> _WORUM ES GEHT_: Kopiere aus dem Forenbeitrag zu Skyrim und Assassins Creed Revelations einen Abschnitt wortgetreu. Setze bei den Worten mit „## Lennart05 (26.“ ein und höre nach „Abspeichern und ähnliches.“ auf.

# Skyrim / Assassins Creed Revelations auf 2 PC's installier-und spielbar?



## Lennart05 (26. November 2011)

Moin moin!

Ich habe eine einfach und kurze Frage, da ich mich nicht so wirklich mit Pc Games auskenne.

Zu Weihnachten würden mein Bruder und ich uns gerne die bereits oben genannten Spiele, Skyrim und assassins creed revelations zulegen.
Er würde das eine kaufen, ich das andere.

Nun das Problem / die Frage:

Können wir die Spiele zum einen auf seinem, zum anderen auch auf meinem Pc installieren und voll nutzen?
Damit meine ich: Abspeichern und ähnliches. 

Unsere Pc's gehen beide über den selben Internetanschluss / Router ins Internet, falls dies eine Rolle spielen sollte.

> _BEREITGESTELLTE DATEN_:
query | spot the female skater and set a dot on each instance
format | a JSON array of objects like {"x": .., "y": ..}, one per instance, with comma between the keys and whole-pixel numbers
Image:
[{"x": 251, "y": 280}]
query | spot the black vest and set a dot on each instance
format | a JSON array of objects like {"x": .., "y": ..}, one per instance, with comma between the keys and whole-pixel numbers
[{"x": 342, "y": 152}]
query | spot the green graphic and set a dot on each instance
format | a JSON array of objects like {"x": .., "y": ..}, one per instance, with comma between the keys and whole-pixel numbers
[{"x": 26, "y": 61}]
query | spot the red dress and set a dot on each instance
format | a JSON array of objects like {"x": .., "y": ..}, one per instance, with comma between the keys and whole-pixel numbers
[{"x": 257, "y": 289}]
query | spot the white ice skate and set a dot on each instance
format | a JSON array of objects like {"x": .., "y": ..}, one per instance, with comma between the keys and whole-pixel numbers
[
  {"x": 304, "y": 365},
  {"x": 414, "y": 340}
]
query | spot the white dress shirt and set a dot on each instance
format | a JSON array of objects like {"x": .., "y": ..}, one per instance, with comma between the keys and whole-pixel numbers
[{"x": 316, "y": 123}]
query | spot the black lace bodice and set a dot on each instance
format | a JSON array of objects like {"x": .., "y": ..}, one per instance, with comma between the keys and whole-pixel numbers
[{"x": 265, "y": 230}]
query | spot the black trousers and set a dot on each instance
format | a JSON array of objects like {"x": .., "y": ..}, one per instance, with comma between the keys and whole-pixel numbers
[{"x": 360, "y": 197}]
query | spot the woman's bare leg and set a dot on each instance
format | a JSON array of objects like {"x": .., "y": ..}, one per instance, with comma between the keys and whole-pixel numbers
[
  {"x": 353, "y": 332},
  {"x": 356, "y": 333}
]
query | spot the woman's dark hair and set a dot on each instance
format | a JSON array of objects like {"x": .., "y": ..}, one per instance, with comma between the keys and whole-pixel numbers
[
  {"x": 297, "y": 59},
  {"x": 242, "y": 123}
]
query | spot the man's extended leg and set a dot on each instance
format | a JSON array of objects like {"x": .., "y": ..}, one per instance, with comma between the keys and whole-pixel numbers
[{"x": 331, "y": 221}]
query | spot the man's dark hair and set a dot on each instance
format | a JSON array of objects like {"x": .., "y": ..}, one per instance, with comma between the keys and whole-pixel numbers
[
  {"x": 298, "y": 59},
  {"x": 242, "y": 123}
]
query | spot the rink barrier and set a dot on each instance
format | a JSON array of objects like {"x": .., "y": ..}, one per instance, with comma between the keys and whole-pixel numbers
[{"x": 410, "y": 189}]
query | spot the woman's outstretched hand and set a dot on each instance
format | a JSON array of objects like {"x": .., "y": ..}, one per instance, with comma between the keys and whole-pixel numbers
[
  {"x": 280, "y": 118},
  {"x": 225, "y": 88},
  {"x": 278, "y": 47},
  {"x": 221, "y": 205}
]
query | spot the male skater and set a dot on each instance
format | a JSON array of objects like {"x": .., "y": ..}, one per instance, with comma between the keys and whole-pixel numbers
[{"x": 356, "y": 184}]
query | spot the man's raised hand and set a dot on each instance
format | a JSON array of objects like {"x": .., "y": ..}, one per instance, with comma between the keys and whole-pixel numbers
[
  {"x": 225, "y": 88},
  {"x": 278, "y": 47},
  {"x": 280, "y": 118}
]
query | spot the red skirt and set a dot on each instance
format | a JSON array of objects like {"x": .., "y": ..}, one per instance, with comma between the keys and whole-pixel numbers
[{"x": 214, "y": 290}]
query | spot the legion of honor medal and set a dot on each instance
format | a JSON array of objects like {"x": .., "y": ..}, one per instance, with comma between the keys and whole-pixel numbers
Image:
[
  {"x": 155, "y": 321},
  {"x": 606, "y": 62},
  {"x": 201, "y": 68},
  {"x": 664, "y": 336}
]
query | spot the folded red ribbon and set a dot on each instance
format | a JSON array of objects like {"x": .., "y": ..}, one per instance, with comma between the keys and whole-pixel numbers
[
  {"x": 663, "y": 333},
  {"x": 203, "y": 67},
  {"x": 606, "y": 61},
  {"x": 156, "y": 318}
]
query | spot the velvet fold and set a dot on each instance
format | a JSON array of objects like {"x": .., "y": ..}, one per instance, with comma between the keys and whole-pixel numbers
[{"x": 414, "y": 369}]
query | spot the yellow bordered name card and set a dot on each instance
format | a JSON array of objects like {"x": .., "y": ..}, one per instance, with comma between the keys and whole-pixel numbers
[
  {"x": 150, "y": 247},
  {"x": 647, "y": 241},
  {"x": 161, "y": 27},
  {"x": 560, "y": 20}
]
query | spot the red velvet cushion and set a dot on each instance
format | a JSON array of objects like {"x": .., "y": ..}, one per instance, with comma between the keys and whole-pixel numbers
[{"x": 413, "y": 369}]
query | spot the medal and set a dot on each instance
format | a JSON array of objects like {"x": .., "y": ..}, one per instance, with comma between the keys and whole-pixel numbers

> _ERGEBNIS DER AUFGABE_:
## Lennart05 (26. November 2011)

Moin moin!

Ich habe eine einfach und kurze Frage, da ich mich nicht so wirklich mit Pc Games auskenne.

Zu Weihnachten würden mein Bruder und ich uns gerne die bereits oben genannten Spiele, Skyrim und assassins creed revelations zulegen.
Er würde das eine kaufen, ich das andere.

Nun das Problem / die Frage:

Können wir die Spiele zum einen auf seinem, zum anderen auch auf meinem Pc installieren und voll nutzen?
Damit meine ich: Abspeichern und ähnliches.